▶ _Belirtilen Amaç A_:
Arabuluculuk yönergesini anlatan metinde "Yönerge ile öngörülen" ifadesi ile "da davet edebilir." ifadesi arasındaki bölümü, bu iki ifade de dahil olmak üzere aynen aktarınız.
======== Okunacak Metin
Yönerge, sözleşme öncesi müzakerelere veya belirli yargısal uzlaşma programları, tüketici şikâyeti programları, tahkim ve uzman kararı gibi bağlayıcı karar verme esasına dayanan usullere veya uyuşmazlığın çözümünde yasal olarak bağlayıcı olsun veya olmasın, resmî bir tavsiyede bulunan kişi ya da kuruluşlarca yönetilen usullere uygulanır.

Yönerge, mahkemenin tarafları arabuluculuğa yönlendirdiği veya millî hukuka göre arabuluculuğa başvurmanın zorunlu olduğu davalara uygulanır. Yönerge buna ilaveten, bir hâkimin millî hukuka göre arabulucu olarak hareket edebildiği ölçüde, uyuşmazlık konusu mesele veya meselelerle ilgili herhangi bir dava sürecinde görev almayacak olan hâkim tarafından yönetilen arabuluculuğa da uygulanır. Bununla birlikte Yönerge, davaya bakan mahkeme ve hâkim tarafından, dava konusu uyuşmazlıkla ilgili olarak, dava sürecinde uyuşmazlığın çözümü amacıyla yapılan girişimleri veya mahkeme ya da hâkimin yetkili bir kişiden yardım ya da tavsiye istediği halleri kapsamaz.

Yönergede “Üye Devlet” terimi, Danimarka dışındaki Üye Devletleri ifade etmektedir.

Gönüllü bir yöntem

Yönerge ile öngörülen arabuluculuk, tarafların usulün yönetiminden bizzat sorumlu oldukları, usulü istedikleri gibi düzenleyebildikleri ve her zaman bitirebildikleri gönüllü bir yöntem olmalıdır. Bununla birlikte, millî hukuka göre arabuluculuk usulü için mahkemelere yönelik belirli süre sınırları koymak mümkündür. Mahkemeler, uygun olduğunda tarafların arabuluculuğa dikkatini çekebilmelidir.

Arabuluculuğa başvurulması

Davayı görmekte olan mahkeme, uygun olduğunda ve davanın bütün koşullarını dikkate alarak tarafları, uyuşmazlığı çözmek için arabuluculuğa başvurmaya davet edebilir. Mahkeme, tarafları, gerek görmesi ve kolaylıkla yapılabilecek olması halinde, arabuluculuğa başvurulmasına ilişkin bir bilgilendirme toplantısına katılmaya da davet edebilir.

Yönerge, dava açılmasından önce veya sonra, arabuluculuğa başvurulmasını zorunlu kılan veya teşvik eden ya da yaptırıma bağlayan millî mevzuatı, bu mevzuatın, tarafların yargı sistemine erişim hakkını kullanmasını engellememesi şartıyla etkilemez.

Zorunlu Arabuluculuk

Yönergedeki hiçbir hüküm, arabuluculuğa başvurulmasını zorunlu kılan veya teşvik eden ya da yaptırıma bağlayan millî mevzuata, bu mevzuatın, tarafların yargı sistemine erişim hakkını kullanmalarını engellememesi koşuluyla karşı değildir. Yönergedeki hiçbir hüküm, Yönerge kapsamına girmeyen hususlarla ilgili olduğu ölçüde, kendi kurallarıyla işleyen mevcut arabuluculuk sistemlerini etkilememelidir.
================
======== Listelenen Kayıtlar
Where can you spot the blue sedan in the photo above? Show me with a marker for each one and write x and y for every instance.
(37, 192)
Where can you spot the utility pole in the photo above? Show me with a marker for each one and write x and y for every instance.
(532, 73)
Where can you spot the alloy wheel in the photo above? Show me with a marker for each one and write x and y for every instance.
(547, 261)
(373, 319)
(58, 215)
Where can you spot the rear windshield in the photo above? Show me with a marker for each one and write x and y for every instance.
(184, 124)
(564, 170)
================
▶ _Belirtilen Amaç B_:
Kayıtlarda "utility" kelimesini içeren her satırı çıkarınız. Büyük ve küçük harf ayrımına dikkat ediniz.

▶ _Görev Yanıtı A_:
Yönerge ile öngörülen arabuluculuk, tarafların usulün yönetiminden bizzat sorumlu oldukları, usulü istedikleri gibi düzenleyebildikleri ve her zaman bitirebildikleri gönüllü bir yöntem olmalıdır. Bununla birlikte, millî hukuka göre arabuluculuk usulü için mahkemelere yönelik belirli süre sınırları koymak mümkündür. Mahkemeler, uygun olduğunda tarafların arabuluculuğa dikkatini çekebilmelidir.

Arabuluculuğa başvurulması

Davayı görmekte olan mahkeme, uygun olduğunda ve davanın bütün koşullarını dikkate alarak tarafları, uyuşmazlığı çözmek için arabuluculuğa başvurmaya davet edebilir. Mahkeme, tarafları, gerek görmesi ve kolaylıkla yapılabilecek olması halinde, arabuluculuğa başvurulmasına ilişkin bir bilgilendirme toplantısına katılmaya da davet edebilir.

▶ _Görev Yanıtı B_:
Where can you spot the utility pole in the photo above? Show me with a marker for each one and write x and y for every instance.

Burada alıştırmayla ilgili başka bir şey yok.